Domestic fund houses expect the Sensex will gain at least 100 points tomorrow after opening 60-70 points above today's closing level.
 
The Bombay Stock Exchange (BSE) Sensex reacted to the announcements by zooming 30 points in the last 10 minutes of the day's trading, building on the over 120 point gain earlier in the day to close at 6,108.54. This was 151 points higher than Wednesday's close.
 
The broader National Stock Exchange (NSE) S&P CNX Nifty jumped 2.7 per cent (51.80 points) to a historic closing peak of 1,968.55 points. Gainers outpaced losers 1492:384.
 
The markets were in a celebratory mood as traders cheered the government's promise to push ahead with its privatisation programme despite the prospect of early national elections.
 
Sentiments were also buoyed by the market regulator's move to allow stock lending and margin trading yesterday.
 
Meanwhile, a handful of fund managers interviewed by Business Standard this evening were of the opinion that the government's decision was aimed at long-term economic growth.

= PROMPT =
Please duplicate the stock market report above in full, word for word. The data that comes next is separate material and has no connection to the stock market report.

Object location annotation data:
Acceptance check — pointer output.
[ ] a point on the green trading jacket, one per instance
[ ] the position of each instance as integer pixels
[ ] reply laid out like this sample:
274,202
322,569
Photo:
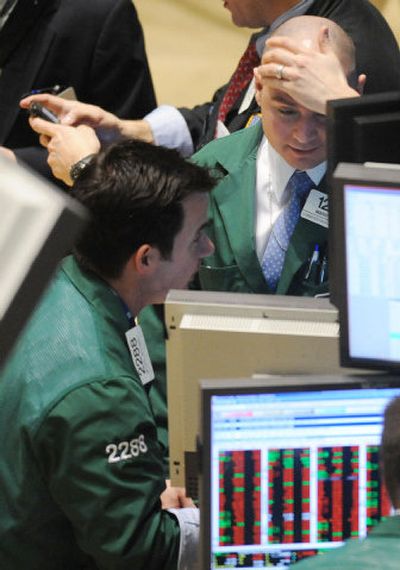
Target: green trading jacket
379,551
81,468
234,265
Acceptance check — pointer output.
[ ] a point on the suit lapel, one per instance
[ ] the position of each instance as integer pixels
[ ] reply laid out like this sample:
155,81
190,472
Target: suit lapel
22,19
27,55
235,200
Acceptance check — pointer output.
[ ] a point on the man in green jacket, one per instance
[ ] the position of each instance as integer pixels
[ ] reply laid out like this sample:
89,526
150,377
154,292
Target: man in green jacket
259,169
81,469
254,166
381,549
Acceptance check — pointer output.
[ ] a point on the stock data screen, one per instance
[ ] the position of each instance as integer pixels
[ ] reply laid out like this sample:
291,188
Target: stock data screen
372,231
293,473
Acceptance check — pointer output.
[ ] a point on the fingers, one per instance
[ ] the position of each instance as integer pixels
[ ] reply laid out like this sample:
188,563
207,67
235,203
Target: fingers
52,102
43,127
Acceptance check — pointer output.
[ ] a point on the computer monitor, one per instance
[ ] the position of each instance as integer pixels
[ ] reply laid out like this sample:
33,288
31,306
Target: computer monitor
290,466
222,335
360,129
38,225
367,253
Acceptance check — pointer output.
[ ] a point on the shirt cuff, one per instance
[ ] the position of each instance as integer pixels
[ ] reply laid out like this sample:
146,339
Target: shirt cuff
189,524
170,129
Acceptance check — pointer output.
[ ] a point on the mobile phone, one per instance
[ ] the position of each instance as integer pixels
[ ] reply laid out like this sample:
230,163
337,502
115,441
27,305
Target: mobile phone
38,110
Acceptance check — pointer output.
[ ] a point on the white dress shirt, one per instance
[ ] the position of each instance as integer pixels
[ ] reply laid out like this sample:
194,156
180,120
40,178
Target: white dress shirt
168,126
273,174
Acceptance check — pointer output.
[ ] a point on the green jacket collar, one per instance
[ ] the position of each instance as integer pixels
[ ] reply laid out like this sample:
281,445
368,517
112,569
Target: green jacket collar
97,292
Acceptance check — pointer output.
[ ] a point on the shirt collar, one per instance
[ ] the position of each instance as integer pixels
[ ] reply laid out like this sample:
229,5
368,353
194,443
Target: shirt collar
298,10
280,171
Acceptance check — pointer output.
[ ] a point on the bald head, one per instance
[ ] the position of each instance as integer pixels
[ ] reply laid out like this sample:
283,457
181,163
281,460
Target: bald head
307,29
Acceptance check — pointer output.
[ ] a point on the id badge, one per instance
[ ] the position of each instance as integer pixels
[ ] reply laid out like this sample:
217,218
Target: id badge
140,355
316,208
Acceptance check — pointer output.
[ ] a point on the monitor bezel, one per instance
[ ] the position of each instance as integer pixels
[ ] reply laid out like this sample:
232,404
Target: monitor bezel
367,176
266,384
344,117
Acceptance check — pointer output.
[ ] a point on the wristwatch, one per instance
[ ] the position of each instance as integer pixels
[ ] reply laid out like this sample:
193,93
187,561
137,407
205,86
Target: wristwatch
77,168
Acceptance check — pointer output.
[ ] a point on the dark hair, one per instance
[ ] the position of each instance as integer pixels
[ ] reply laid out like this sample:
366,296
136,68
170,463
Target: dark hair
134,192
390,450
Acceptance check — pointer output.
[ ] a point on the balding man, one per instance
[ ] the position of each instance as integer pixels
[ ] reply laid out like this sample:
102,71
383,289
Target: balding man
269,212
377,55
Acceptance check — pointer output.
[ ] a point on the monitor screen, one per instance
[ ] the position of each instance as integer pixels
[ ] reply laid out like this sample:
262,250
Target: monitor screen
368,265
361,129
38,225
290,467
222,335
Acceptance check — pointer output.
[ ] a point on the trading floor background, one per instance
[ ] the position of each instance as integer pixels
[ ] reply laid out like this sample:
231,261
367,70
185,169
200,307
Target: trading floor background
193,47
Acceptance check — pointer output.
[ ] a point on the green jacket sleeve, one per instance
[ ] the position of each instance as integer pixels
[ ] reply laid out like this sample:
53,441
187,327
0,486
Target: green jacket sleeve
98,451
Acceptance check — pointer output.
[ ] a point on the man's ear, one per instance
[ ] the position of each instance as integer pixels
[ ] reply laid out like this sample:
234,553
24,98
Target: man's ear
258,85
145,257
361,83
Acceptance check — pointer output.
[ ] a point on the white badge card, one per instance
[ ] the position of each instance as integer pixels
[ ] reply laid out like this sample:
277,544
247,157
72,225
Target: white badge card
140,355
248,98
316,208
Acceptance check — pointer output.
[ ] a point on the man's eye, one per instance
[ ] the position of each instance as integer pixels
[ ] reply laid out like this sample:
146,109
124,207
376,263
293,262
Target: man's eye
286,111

= ANSWER TO THIS EXERCISE =
Domestic fund houses expect the Sensex will gain at least 100 points tomorrow after opening 60-70 points above today's closing level.
 
The Bombay Stock Exchange (BSE) Sensex reacted to the announcements by zooming 30 points in the last 10 minutes of the day's trading, building on the over 120 point gain earlier in the day to close at 6,108.54. This was 151 points higher than Wednesday's close.
 
The broader National Stock Exchange (NSE) S&P CNX Nifty jumped 2.7 per cent (51.80 points) to a historic closing peak of 1,968.55 points. Gainers outpaced losers 1492:384.
 
The markets were in a celebratory mood as traders cheered the government's promise to push ahead with its privatisation programme despite the prospect of early national elections.
 
Sentiments were also buoyed by the market regulator's move to allow stock lending and margin trading yesterday.
 
Meanwhile, a handful of fund managers interviewed by Business Standard this evening were of the opinion that the government's decision was aimed at long-term economic growth.